* _Data in this exercise_:
════════════════════

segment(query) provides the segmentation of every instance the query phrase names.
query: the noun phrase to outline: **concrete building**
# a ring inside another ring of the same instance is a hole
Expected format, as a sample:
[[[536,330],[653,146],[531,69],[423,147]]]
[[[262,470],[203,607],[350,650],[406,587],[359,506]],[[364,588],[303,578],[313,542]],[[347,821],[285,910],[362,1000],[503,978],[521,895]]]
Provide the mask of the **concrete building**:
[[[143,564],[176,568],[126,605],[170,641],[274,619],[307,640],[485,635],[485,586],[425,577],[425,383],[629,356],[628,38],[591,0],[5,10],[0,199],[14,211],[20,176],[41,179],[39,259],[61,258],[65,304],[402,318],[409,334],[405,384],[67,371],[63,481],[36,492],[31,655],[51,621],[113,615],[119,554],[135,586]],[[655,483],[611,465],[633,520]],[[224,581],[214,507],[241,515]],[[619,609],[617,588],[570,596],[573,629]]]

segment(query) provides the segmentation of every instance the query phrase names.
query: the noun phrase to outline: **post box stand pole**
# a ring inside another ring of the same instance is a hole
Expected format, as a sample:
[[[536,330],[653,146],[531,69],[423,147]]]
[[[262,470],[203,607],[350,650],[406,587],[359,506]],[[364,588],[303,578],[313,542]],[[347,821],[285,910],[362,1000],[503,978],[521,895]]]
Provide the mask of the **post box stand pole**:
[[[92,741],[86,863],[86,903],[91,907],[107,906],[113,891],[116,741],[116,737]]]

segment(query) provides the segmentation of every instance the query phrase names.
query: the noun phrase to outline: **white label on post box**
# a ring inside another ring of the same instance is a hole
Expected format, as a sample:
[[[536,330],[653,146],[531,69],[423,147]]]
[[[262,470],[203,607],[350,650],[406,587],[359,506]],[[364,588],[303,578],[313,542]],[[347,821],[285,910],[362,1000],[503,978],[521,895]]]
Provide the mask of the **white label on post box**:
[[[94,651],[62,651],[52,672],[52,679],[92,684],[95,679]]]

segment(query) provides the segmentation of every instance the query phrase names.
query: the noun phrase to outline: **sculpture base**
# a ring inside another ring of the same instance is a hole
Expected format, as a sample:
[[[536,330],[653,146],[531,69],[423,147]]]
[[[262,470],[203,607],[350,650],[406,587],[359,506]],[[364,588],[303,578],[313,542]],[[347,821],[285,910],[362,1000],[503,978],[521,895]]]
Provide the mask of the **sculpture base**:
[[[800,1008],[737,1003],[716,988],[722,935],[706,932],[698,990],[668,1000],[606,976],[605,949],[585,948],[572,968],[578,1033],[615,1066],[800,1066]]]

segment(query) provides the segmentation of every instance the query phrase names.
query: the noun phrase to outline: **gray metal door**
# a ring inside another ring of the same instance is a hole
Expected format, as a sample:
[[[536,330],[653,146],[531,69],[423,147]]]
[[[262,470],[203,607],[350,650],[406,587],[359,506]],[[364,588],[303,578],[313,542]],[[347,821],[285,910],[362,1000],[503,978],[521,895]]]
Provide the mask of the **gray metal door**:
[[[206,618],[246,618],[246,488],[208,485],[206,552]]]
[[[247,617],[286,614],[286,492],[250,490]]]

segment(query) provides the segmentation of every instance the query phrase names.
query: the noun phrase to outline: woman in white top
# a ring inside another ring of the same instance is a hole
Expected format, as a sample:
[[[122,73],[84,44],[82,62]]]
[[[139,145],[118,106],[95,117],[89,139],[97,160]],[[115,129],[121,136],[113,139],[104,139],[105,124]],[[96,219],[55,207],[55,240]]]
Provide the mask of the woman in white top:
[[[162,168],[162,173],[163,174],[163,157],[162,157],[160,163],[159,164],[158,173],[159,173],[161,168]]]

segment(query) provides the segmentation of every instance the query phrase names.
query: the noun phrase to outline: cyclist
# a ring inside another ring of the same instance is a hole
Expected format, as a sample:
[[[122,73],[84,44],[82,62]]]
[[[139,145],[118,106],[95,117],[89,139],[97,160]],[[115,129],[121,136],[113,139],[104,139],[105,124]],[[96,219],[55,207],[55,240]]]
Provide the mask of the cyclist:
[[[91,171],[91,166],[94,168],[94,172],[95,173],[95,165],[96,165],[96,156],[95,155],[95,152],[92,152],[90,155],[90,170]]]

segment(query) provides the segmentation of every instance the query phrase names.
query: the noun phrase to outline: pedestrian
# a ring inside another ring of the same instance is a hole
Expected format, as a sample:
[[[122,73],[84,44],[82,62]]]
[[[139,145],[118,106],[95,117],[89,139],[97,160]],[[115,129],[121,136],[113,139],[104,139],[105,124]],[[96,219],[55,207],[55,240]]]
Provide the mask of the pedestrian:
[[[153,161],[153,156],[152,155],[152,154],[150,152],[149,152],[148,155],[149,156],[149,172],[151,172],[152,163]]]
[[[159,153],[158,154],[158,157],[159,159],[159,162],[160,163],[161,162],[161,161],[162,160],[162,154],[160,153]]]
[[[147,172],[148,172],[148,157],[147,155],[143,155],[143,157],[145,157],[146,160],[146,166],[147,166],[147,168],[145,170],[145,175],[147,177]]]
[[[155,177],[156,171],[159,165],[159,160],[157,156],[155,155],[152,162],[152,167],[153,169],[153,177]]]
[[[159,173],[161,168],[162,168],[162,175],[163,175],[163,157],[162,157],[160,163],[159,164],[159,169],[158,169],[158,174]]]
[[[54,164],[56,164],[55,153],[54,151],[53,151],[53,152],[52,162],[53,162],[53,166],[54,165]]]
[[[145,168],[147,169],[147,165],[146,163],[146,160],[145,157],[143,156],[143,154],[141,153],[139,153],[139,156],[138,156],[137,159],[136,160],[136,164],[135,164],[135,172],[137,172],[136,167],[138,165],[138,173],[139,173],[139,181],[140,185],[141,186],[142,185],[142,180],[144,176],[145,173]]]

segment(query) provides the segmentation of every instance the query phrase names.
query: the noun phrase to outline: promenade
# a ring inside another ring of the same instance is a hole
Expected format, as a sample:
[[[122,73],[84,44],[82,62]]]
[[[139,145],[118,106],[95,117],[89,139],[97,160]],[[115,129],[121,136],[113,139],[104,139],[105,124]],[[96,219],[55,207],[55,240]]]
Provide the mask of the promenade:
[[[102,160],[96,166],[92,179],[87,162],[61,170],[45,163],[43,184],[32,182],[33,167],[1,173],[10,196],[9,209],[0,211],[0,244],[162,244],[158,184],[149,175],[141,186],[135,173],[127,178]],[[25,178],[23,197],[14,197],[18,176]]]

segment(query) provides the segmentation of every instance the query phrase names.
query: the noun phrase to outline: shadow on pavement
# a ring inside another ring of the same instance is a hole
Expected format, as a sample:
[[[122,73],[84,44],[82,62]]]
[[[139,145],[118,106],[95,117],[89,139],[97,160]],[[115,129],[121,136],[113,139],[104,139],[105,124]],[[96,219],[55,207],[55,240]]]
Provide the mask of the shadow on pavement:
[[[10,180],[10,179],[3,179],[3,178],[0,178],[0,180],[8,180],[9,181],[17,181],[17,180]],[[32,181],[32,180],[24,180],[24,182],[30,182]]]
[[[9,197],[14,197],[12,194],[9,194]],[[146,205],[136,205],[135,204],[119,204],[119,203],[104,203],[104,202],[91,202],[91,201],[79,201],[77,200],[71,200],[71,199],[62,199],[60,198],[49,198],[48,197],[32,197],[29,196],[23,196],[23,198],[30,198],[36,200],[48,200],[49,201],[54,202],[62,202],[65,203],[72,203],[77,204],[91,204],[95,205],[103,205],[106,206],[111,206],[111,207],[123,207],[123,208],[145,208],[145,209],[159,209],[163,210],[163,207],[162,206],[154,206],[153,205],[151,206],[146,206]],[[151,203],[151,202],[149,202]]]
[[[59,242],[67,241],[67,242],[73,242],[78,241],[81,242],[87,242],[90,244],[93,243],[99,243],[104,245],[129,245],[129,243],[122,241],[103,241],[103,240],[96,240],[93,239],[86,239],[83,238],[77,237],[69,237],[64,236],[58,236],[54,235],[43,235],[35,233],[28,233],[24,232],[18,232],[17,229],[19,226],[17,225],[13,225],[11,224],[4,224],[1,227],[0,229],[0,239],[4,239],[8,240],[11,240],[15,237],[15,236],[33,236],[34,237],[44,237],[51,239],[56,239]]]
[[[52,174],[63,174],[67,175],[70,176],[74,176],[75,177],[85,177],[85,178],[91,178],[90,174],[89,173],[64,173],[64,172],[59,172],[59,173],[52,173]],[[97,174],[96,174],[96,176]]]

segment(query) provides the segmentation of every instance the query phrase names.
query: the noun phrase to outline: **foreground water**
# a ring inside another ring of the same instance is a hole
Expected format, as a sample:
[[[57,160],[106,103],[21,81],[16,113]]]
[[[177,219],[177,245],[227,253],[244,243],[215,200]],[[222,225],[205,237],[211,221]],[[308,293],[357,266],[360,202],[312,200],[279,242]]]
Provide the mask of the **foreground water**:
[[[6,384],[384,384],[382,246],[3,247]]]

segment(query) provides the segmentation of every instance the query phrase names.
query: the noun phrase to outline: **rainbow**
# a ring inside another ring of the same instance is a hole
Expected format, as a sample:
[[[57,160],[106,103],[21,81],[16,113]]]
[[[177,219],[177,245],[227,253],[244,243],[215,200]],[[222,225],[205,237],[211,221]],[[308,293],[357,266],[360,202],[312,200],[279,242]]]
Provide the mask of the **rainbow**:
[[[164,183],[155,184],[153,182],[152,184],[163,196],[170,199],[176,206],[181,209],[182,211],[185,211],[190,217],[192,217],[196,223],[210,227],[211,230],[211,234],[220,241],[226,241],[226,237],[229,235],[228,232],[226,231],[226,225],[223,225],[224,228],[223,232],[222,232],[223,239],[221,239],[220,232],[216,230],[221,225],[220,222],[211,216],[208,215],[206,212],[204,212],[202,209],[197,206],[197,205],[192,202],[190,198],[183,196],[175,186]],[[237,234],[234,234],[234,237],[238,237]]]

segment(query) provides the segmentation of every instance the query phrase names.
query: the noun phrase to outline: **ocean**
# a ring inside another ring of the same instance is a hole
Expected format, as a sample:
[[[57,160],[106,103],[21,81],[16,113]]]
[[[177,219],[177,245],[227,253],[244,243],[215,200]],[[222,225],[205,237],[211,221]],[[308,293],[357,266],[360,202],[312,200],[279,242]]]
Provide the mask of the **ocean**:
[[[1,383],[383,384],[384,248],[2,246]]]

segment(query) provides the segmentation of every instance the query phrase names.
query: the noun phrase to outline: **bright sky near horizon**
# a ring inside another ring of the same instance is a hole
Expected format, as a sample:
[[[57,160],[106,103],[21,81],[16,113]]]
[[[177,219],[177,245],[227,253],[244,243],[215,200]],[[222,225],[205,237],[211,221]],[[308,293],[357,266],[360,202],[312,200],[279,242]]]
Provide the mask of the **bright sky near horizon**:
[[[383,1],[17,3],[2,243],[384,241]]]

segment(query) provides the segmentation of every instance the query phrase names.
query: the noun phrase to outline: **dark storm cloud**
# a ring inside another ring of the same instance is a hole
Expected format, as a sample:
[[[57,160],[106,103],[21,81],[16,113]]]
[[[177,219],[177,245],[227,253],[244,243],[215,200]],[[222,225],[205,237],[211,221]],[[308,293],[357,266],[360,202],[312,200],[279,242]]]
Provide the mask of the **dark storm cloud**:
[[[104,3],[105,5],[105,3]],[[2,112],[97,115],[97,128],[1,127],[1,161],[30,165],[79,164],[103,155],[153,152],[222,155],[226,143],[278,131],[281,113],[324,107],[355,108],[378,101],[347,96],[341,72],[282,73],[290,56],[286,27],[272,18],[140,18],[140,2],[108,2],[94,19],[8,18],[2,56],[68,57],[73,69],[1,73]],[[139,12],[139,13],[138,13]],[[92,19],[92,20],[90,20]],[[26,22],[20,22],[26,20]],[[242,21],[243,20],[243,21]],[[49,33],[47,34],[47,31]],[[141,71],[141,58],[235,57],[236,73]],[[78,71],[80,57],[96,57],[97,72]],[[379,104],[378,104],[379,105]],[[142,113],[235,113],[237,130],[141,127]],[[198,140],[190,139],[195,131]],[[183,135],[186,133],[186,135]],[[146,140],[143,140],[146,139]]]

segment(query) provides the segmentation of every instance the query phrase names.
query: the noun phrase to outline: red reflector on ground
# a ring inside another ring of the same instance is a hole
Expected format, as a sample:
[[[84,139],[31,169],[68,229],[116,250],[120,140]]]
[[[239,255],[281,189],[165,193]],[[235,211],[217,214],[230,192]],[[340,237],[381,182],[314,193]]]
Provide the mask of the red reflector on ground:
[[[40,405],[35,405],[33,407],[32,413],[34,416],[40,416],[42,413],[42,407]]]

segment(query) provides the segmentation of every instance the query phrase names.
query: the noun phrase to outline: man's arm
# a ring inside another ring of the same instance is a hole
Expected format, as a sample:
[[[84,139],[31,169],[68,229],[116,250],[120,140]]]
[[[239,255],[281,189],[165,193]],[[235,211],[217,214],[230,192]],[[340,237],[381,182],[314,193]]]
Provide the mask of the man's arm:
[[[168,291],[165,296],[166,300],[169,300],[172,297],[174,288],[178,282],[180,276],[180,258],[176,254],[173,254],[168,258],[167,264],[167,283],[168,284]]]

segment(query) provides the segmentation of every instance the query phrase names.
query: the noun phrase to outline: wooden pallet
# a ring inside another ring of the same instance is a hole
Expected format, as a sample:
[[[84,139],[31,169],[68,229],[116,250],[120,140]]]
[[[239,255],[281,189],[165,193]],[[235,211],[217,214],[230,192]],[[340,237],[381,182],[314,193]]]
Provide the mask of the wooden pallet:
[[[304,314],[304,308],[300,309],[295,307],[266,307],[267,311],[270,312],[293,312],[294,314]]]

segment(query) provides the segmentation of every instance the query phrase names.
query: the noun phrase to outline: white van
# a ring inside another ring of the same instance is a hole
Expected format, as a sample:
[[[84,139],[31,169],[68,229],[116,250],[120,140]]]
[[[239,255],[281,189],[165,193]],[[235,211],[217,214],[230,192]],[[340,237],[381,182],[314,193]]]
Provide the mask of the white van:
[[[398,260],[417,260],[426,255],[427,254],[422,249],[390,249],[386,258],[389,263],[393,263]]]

════════════════════

* _Exercise description_:
Reproduce the material verbatim from its first line up to and including the line that contains "Provide the mask of the **concrete".

* _Response below_:
segment(query) provides the segmentation of every instance the query phrase names.
query: the noun phrase to outline: **concrete building**
# a ring inside another ring of the same instance is a hole
Expected format, as a sample:
[[[536,330],[653,146],[531,69],[423,147]]]
[[[262,470],[203,607],[350,650],[406,587],[359,506]],[[364,588],[303,578],[313,542]],[[347,821],[285,910],[362,1000],[503,978],[521,895]]]
Provide the mask of the **concrete building**:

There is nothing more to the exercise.